> **Dataset entries**
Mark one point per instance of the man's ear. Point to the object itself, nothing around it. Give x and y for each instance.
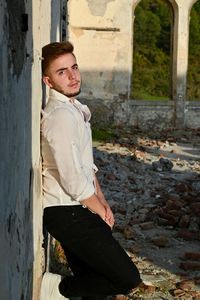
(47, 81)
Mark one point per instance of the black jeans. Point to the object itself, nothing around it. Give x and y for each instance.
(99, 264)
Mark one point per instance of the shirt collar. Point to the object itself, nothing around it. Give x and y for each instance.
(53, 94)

---

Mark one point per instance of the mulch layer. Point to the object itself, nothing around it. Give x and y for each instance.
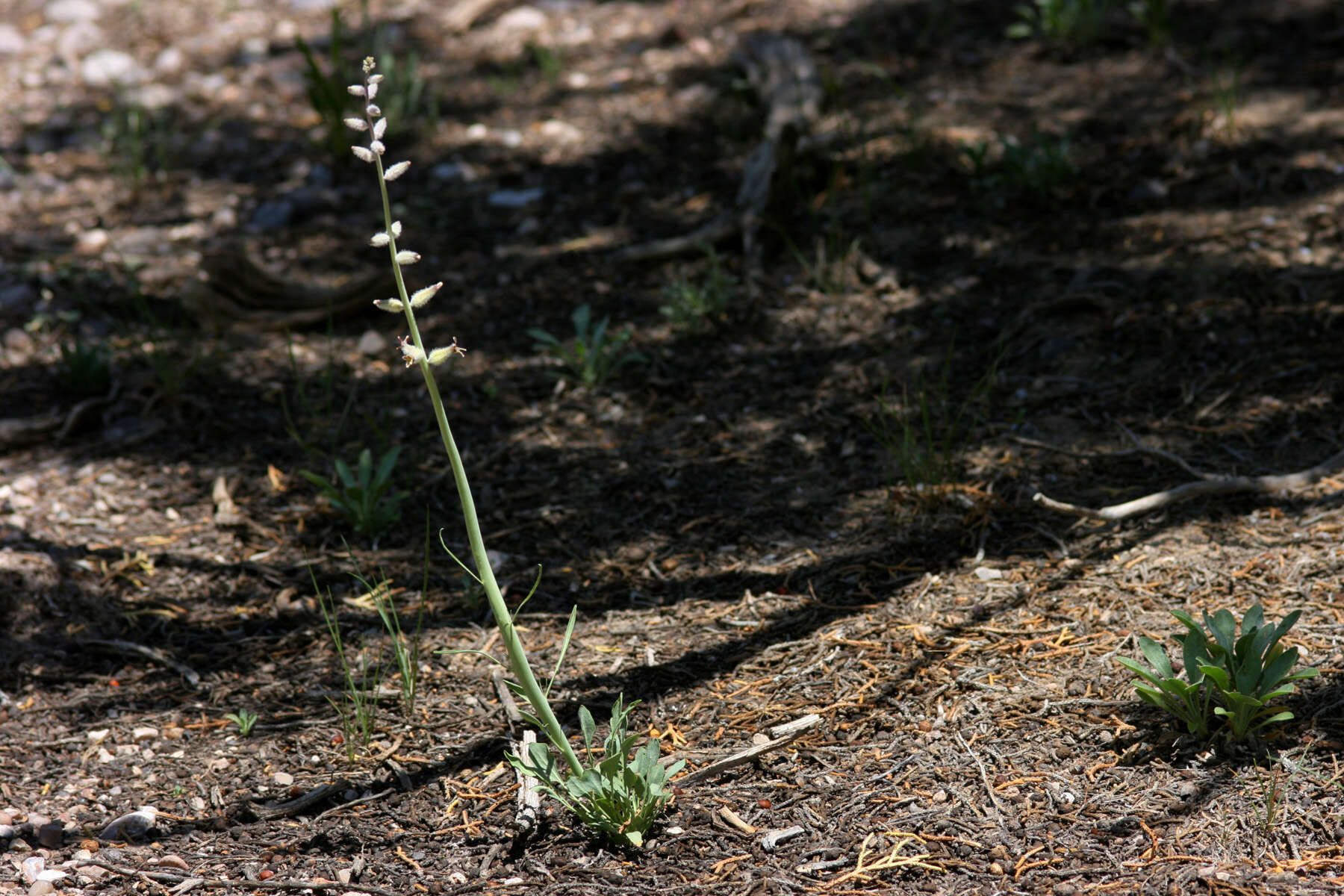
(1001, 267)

...

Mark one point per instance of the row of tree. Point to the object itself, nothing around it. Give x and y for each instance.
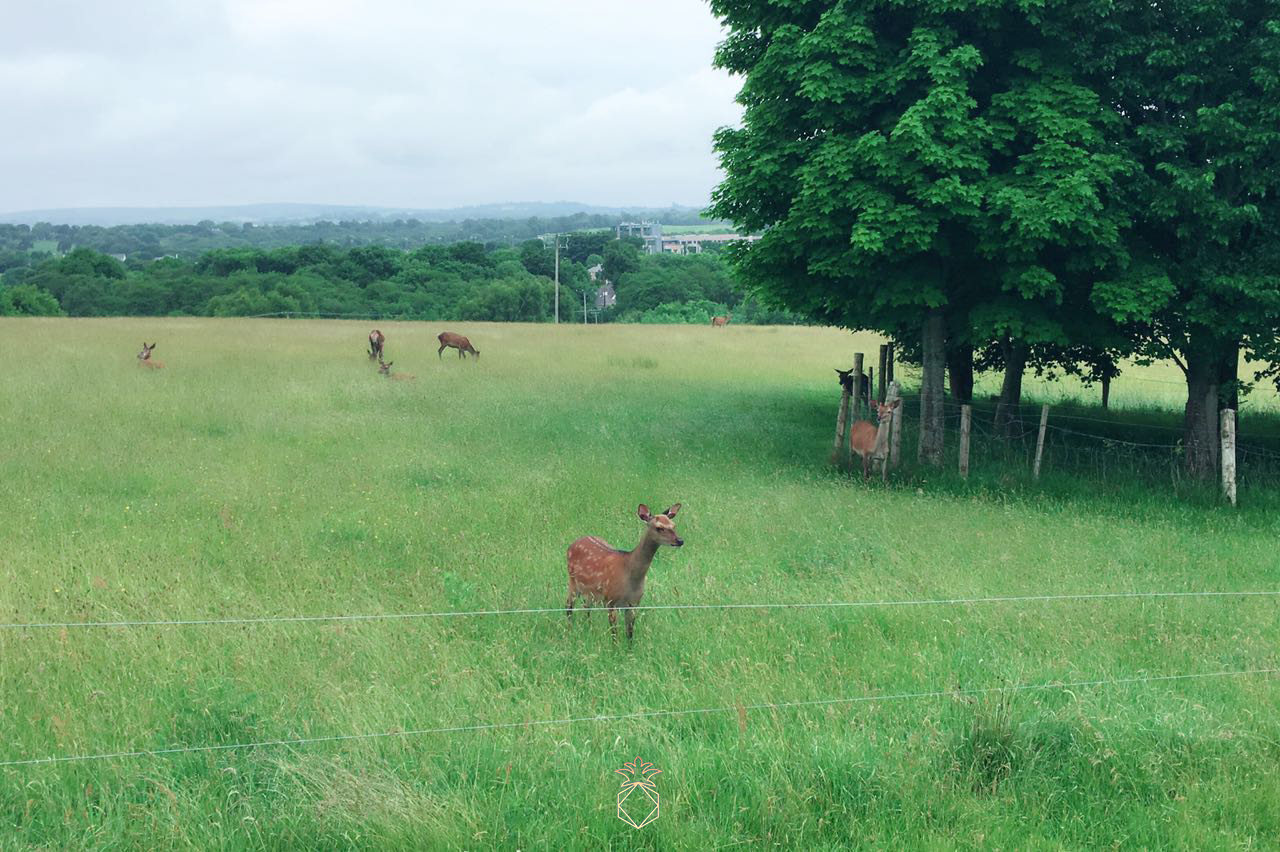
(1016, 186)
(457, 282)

> **Goal**
Return verbatim the part of the listing that opens with the line containing "Mark one point per instance of the mulch" and closes with the line containing "(1001, 267)", both lines included. Leave out the pictures.

> **Solution to this problem**
Mark one point per instance of the mulch layer. Point to the object itself, nothing around it. Give x and y for each instance.
(1001, 267)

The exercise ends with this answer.